** Provided data follows **

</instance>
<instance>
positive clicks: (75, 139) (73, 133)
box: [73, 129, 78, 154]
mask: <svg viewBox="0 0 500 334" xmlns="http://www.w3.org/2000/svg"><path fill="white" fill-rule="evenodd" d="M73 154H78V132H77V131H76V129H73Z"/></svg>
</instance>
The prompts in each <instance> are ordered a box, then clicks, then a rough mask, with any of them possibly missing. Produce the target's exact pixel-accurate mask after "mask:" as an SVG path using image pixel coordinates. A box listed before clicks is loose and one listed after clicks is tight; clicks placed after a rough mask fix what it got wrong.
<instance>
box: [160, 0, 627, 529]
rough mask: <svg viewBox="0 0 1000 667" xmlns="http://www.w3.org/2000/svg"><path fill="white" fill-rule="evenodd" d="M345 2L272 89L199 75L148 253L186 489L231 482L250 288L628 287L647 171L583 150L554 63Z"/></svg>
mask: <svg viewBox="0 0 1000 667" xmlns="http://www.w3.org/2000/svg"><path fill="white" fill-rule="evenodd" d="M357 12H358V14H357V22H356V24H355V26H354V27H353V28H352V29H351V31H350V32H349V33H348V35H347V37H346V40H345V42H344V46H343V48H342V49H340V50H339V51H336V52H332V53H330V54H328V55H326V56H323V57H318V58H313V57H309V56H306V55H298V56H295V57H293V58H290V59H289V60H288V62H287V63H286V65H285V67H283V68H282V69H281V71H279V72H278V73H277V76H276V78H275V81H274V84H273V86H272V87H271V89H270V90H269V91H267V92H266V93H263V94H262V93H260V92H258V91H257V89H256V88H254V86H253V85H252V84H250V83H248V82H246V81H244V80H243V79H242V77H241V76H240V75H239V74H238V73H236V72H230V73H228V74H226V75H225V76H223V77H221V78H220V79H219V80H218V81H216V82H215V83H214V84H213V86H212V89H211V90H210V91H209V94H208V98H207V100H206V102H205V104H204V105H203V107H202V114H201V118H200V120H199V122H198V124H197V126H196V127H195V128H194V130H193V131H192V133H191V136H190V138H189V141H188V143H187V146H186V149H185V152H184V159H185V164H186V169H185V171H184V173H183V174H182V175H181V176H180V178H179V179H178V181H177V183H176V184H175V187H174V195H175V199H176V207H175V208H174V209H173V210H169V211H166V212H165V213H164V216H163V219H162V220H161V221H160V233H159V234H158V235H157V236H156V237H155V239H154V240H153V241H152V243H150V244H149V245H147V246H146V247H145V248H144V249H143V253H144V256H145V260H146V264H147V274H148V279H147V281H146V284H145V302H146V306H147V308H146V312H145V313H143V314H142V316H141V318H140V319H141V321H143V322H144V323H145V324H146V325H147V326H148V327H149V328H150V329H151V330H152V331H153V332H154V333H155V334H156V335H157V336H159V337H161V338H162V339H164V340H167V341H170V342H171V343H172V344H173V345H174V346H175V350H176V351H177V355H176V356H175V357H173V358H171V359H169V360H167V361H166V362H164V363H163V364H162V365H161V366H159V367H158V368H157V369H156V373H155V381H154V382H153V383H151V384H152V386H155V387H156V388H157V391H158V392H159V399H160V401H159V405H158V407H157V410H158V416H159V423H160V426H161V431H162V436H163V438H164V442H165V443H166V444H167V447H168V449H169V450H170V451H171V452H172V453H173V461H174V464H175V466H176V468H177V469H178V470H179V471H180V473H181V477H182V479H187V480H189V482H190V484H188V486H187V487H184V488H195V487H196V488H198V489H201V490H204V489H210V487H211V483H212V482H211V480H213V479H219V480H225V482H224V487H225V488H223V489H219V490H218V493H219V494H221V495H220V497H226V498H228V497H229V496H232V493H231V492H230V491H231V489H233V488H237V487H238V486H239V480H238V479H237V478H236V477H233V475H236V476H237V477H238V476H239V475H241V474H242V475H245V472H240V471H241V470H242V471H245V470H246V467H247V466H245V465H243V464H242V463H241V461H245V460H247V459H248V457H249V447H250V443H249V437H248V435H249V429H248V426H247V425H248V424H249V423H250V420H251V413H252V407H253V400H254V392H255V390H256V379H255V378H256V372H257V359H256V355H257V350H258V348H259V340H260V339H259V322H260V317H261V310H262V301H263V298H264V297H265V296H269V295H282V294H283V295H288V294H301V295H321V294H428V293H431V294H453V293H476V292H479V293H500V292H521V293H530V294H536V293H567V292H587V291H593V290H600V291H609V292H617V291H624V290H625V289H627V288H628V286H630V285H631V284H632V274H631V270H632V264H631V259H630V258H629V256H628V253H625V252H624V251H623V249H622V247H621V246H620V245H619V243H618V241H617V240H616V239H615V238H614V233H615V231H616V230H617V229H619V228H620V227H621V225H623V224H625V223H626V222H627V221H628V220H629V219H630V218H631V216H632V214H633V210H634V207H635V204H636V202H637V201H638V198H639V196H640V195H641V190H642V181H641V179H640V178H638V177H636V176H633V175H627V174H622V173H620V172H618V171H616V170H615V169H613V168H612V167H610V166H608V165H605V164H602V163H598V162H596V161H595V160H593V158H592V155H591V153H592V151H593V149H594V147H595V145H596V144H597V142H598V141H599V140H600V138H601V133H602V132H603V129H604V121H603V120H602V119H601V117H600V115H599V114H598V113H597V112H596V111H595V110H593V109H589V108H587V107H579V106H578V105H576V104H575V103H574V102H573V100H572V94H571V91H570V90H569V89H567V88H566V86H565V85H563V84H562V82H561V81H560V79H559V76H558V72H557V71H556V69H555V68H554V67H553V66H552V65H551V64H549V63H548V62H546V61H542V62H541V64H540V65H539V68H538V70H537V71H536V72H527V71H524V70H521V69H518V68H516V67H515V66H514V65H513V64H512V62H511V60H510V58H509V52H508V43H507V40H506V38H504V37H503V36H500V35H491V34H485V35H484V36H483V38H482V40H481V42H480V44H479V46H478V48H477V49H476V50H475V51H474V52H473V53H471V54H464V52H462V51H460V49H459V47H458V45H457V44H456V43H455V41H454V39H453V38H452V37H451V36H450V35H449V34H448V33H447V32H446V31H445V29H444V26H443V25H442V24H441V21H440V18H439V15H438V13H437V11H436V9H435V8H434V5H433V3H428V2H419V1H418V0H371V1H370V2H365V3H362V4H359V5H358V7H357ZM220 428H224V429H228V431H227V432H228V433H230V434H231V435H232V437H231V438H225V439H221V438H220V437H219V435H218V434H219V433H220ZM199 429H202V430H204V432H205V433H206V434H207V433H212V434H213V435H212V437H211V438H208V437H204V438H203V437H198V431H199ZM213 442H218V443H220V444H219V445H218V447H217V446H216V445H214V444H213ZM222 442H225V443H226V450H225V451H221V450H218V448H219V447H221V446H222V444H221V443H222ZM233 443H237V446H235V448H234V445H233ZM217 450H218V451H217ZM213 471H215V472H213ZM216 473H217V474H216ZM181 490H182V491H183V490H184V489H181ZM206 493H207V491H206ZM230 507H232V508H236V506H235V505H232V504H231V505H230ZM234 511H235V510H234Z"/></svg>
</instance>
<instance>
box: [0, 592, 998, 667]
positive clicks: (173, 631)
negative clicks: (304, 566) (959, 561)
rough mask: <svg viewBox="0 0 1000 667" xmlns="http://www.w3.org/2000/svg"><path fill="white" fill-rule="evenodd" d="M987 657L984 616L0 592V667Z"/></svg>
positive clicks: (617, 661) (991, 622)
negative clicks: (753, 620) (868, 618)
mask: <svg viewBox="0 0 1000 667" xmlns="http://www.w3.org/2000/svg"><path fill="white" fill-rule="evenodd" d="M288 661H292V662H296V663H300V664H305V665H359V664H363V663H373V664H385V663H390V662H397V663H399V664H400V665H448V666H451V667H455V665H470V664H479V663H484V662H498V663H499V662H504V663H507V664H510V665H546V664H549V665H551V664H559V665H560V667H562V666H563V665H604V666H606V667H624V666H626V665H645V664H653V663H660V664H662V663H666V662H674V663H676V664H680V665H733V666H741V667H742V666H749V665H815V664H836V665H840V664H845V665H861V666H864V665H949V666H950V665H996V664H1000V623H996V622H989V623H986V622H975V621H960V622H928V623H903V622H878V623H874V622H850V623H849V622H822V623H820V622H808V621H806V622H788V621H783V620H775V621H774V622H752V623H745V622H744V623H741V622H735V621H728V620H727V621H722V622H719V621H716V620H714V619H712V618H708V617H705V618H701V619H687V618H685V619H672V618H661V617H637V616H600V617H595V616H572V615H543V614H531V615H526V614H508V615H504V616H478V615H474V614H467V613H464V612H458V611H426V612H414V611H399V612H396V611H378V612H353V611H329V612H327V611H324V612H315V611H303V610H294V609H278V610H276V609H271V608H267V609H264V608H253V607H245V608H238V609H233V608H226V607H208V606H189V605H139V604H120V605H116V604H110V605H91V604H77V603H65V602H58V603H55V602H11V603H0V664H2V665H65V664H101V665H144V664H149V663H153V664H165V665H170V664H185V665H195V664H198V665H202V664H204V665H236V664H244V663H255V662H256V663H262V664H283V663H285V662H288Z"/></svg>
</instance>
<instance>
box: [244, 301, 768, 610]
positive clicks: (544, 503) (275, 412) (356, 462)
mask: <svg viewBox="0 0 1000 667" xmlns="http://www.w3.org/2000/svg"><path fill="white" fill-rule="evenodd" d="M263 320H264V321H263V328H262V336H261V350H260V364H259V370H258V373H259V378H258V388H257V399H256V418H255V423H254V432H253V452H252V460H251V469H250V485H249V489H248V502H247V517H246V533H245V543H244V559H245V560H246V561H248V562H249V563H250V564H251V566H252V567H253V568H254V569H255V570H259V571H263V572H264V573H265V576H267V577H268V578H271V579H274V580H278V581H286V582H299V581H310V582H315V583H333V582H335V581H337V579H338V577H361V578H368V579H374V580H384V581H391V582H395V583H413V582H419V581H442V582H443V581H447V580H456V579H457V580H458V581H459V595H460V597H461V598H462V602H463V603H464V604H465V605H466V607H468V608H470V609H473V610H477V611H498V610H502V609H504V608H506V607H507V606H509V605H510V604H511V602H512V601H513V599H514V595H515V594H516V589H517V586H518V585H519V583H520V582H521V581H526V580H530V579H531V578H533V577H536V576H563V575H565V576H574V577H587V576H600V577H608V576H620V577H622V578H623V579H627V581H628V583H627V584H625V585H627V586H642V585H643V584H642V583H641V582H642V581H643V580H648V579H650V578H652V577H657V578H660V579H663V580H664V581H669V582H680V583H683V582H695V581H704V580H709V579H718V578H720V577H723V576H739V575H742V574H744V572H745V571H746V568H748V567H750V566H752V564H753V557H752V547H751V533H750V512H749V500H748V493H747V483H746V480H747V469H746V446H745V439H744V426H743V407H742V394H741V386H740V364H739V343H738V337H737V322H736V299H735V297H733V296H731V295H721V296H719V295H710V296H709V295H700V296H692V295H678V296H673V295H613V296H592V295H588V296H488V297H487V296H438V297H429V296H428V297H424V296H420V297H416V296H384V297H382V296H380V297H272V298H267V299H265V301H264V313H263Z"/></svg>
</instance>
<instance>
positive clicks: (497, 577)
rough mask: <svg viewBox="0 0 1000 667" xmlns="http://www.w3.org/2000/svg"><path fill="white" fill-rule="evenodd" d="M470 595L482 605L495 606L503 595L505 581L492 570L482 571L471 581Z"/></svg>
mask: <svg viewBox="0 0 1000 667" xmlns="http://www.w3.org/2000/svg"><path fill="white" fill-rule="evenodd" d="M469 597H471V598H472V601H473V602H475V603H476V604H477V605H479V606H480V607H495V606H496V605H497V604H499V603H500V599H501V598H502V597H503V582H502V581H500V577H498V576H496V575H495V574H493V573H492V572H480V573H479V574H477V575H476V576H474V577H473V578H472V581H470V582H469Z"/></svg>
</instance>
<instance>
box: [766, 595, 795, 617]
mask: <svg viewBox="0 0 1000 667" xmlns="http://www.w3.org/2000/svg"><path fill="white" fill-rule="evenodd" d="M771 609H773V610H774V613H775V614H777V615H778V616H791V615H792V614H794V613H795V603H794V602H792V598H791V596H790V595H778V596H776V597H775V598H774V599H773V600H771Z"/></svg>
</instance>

** End of Provided data **

Task instructions:
Output the lines above exactly, but only those between the line holding "The prompts in" and the line holding "box: [160, 0, 627, 529]", inclusive.

The completed task:
The prompts in each <instance> are ordered a box, then clicks, then a rough mask, with any of them possibly missing. Produce the target's exact pixel-accurate mask after "mask:" as an SVG path using image pixel coordinates. A box listed before clicks is loose and one listed after clicks is tight; clicks placed after a rough mask fix what it got wrong.
<instance>
box: [160, 0, 627, 529]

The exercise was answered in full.